Work order: Only lines with the word "american" are needed; collect each of them from the listing below.
——
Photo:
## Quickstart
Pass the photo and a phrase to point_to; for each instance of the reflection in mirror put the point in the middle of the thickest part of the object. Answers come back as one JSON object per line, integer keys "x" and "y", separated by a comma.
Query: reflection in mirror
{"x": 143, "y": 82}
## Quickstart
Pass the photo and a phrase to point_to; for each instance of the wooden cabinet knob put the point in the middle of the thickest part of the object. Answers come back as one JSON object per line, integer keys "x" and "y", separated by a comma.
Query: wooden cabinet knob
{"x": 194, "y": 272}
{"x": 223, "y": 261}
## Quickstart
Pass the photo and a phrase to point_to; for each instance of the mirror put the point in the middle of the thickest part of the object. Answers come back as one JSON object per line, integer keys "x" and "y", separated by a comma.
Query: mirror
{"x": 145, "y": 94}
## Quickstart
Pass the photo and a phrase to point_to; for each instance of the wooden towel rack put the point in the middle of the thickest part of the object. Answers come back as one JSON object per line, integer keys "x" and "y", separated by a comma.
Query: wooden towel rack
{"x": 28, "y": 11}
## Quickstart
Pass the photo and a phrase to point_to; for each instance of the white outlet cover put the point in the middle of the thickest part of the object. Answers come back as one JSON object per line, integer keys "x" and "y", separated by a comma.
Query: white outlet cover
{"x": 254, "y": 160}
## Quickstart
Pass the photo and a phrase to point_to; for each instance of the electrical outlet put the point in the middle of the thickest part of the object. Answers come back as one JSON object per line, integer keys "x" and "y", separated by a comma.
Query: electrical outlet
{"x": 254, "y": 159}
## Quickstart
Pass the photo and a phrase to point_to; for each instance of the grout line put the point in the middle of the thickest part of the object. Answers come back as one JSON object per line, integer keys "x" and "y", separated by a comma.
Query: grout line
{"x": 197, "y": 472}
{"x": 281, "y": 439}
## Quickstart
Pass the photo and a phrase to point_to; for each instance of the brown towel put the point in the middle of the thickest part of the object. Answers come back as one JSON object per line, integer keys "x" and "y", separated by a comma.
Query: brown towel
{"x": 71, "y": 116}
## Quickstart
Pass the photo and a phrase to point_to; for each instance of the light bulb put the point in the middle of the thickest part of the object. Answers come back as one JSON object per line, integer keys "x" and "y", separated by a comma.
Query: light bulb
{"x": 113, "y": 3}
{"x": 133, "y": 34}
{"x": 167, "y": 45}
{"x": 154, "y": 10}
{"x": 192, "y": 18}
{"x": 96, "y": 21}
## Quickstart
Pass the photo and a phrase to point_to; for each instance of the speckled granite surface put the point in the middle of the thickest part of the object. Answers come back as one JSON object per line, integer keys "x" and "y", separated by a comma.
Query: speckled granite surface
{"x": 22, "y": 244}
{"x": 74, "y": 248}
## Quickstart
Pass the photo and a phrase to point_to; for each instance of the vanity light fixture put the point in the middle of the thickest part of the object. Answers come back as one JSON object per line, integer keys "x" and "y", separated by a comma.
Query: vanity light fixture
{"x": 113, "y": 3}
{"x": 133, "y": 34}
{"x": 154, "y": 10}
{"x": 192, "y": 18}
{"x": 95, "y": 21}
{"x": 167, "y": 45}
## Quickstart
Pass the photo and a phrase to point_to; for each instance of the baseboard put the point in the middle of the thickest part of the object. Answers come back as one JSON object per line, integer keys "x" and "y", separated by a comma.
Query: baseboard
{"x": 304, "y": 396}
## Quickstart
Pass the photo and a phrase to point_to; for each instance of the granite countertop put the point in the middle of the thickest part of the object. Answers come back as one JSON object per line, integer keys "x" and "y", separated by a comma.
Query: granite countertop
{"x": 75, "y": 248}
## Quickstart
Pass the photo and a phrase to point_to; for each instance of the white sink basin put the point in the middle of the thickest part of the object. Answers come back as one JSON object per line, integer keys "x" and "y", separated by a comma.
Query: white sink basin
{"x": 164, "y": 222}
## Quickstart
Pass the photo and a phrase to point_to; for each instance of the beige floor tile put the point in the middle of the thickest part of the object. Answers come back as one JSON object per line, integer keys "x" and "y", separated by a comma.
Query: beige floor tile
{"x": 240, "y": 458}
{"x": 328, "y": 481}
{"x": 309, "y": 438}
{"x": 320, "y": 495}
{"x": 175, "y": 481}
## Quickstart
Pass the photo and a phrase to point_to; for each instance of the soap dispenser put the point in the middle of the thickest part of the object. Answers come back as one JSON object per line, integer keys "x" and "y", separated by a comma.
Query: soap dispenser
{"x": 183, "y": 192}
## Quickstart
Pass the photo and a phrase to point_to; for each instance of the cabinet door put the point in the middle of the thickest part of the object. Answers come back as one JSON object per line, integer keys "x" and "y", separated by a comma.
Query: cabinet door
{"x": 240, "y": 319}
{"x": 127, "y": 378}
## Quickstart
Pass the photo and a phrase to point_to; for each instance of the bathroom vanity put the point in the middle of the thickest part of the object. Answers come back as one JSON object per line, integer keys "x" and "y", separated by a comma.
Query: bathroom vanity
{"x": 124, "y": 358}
——
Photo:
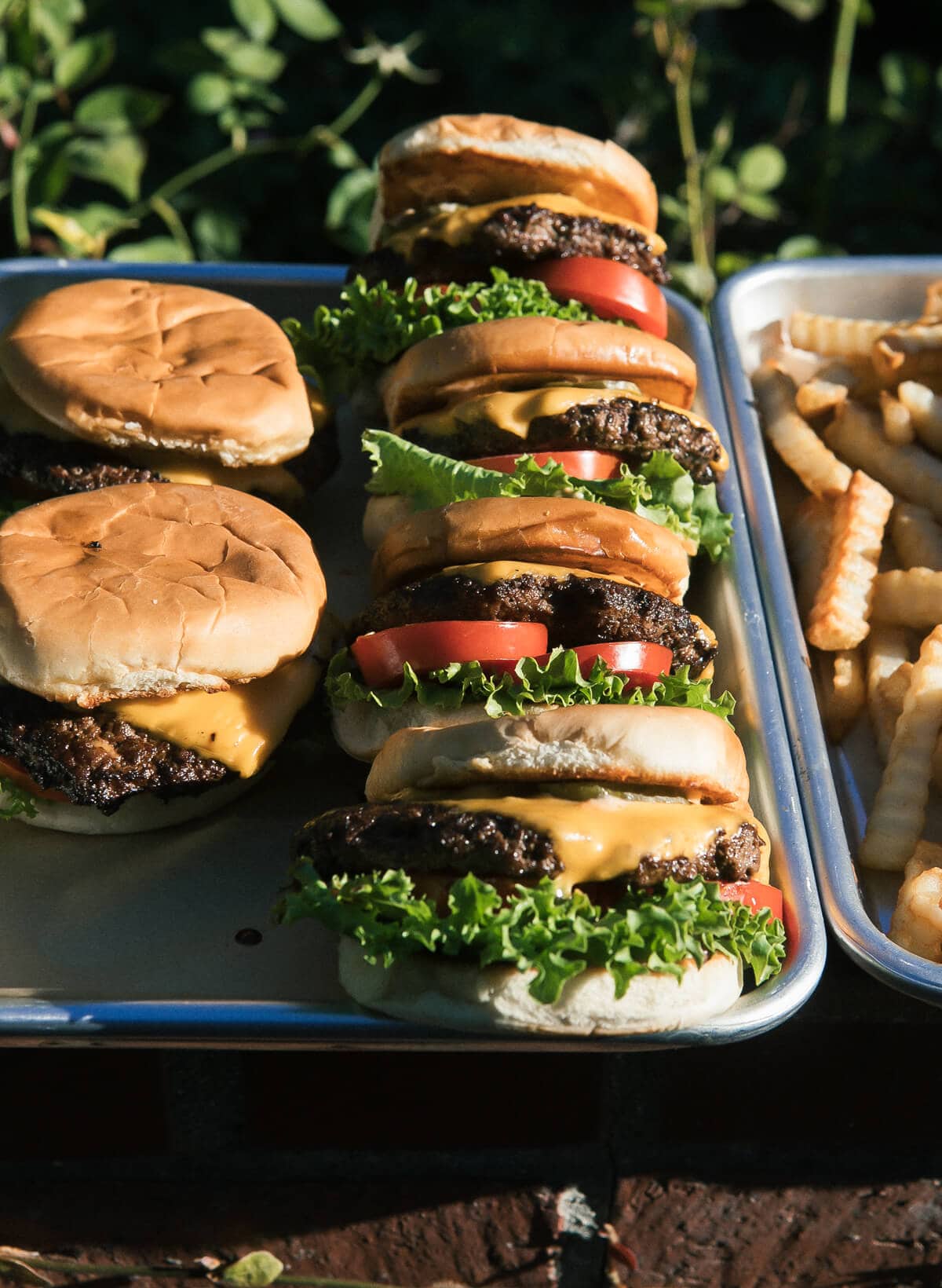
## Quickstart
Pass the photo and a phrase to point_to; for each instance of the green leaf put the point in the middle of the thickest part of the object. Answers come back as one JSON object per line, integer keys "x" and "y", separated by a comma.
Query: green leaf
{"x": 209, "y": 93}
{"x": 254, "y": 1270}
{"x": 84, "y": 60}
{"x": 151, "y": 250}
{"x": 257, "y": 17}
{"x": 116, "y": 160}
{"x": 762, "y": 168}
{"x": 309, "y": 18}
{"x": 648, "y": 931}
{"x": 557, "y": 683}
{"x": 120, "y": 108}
——
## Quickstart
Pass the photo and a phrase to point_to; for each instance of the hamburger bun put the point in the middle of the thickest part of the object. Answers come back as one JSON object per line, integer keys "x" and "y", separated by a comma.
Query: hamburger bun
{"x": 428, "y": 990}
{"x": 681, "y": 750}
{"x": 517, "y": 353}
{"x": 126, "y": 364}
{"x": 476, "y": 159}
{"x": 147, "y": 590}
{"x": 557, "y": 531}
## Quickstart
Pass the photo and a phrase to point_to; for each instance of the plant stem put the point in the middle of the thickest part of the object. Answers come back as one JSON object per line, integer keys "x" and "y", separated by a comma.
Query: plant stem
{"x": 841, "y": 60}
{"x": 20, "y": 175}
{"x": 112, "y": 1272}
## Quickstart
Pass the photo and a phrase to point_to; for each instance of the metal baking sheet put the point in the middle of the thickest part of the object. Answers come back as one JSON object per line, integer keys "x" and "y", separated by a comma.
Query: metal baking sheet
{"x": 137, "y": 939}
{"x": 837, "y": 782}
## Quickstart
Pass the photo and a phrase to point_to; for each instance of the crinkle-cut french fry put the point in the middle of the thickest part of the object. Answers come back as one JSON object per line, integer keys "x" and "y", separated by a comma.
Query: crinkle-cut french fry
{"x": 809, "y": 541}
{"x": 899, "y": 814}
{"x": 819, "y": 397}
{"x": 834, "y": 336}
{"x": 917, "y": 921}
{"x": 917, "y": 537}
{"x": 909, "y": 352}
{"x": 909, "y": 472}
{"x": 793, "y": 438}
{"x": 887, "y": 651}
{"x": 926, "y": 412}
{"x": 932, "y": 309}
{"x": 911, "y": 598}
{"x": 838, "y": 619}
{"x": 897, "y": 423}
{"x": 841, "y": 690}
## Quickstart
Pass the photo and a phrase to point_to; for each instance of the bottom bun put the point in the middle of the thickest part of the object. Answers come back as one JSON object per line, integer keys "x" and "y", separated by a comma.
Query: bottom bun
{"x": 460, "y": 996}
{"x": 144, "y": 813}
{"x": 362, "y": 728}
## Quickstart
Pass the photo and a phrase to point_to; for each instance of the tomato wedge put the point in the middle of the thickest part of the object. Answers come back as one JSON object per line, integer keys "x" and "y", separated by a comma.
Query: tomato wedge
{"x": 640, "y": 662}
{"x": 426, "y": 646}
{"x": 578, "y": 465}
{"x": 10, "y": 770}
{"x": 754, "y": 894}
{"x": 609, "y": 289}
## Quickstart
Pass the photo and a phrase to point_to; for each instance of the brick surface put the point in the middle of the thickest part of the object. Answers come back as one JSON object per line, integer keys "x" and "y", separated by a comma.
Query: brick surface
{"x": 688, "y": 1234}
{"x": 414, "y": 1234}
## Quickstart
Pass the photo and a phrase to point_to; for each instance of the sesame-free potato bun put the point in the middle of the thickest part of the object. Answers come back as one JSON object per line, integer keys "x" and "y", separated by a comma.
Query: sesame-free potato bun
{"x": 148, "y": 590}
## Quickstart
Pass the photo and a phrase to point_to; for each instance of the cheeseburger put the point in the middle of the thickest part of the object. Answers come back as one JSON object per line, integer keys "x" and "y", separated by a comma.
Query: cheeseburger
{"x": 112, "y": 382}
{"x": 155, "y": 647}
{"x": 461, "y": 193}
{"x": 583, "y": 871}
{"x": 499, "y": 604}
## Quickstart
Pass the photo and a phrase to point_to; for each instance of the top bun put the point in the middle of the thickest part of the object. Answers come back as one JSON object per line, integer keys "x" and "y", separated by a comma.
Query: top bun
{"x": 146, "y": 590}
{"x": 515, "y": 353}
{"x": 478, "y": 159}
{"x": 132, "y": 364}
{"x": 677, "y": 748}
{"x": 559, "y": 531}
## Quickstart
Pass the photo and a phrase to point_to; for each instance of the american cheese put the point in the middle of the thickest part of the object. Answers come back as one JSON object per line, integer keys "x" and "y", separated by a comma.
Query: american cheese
——
Exercise solution:
Pass the photo and a phrase to point_to; for each instance of the american cheese put the point in the middle of the thickest part of the object. Answers come back as one JSON object per line, integer keys "x" and "y", separated by a comma.
Query: american cheese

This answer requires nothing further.